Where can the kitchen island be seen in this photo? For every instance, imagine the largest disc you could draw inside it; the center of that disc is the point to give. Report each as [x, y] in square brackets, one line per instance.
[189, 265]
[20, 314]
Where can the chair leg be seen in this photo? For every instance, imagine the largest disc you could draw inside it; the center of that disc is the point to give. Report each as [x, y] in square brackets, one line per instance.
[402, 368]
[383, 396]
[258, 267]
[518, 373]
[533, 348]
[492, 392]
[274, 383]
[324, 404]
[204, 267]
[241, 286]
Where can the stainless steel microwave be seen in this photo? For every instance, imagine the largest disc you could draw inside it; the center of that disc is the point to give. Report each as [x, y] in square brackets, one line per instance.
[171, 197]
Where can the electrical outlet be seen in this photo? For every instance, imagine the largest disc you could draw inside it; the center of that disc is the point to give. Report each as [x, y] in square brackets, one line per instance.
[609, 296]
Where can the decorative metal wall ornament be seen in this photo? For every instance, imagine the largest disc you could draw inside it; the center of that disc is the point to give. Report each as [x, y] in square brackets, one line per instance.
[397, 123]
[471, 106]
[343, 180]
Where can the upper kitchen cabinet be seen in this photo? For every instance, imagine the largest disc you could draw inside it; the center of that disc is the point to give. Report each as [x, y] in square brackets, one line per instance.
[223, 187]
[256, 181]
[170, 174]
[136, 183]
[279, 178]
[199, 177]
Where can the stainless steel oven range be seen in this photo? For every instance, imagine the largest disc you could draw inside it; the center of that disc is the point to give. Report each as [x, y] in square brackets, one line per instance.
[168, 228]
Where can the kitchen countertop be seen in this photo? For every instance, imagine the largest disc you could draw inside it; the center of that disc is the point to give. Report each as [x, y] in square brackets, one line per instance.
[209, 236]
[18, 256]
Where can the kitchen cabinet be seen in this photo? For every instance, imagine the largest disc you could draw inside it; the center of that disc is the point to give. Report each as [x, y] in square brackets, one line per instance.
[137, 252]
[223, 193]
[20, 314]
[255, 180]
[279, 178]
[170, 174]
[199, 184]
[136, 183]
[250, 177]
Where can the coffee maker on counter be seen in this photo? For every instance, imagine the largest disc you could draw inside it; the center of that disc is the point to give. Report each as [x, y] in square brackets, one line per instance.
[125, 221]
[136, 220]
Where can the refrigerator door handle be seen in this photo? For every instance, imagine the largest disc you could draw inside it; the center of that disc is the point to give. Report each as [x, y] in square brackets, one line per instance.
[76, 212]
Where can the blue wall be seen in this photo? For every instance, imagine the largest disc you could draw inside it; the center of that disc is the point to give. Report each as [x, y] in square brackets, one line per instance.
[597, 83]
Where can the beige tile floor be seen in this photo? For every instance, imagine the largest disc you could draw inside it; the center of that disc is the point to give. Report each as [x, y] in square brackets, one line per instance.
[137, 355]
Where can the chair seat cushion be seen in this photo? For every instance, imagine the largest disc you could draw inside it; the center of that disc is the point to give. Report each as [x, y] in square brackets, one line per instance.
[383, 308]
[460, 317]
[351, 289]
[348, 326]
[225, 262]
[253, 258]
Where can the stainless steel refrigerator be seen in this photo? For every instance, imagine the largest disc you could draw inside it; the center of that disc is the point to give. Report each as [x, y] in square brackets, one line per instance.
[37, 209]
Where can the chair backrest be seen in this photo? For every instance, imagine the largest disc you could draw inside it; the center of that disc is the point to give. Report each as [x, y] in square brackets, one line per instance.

* * *

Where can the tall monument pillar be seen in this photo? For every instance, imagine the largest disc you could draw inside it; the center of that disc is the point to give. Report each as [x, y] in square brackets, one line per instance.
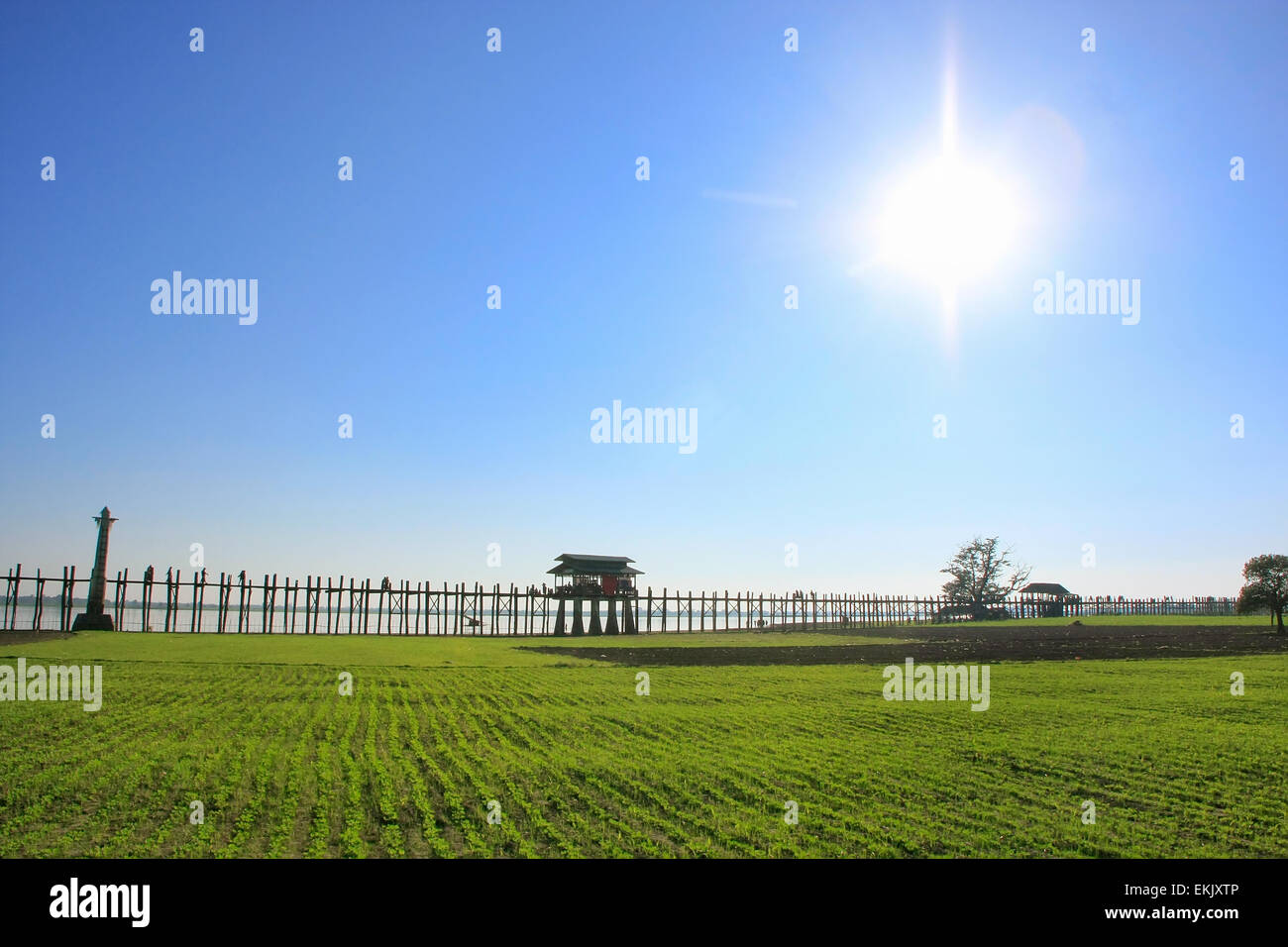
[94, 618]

--

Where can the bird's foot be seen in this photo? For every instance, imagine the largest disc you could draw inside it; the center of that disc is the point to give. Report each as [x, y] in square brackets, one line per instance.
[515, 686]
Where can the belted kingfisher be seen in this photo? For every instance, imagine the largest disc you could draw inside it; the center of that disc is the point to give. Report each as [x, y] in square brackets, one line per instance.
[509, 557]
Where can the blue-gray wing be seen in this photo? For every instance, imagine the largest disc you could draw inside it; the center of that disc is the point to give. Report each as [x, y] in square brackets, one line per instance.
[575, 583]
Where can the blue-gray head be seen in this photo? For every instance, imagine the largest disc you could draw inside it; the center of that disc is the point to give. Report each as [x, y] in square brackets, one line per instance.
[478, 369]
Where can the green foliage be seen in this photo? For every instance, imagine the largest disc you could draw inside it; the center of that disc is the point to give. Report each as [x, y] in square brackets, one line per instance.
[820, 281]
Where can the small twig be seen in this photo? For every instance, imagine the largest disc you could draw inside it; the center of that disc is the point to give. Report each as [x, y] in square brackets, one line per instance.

**Requirement**
Select and copy every line of the items above that contains the word "stainless".

**Correct output**
Where can the stainless steel microwave be seen in this photo? For every instance, imagine the largest disc you could draw inside it; the center of that disc is the point to give. Report each as [x, y] in square brackets, one line per instance.
Where can the stainless steel oven range be seen in this photo? For every instance, imagine the largest disc you could draw inside it; the center of that disc is the point to give. Report each as [x, y] in square brackets, one line per instance.
Where can the stainless steel refrigerator be seen in this photo? For every instance, imagine the largest disc you could draw inside it; the center of that disc is the point to give. Report each as [x, y] in square brackets, one line per instance.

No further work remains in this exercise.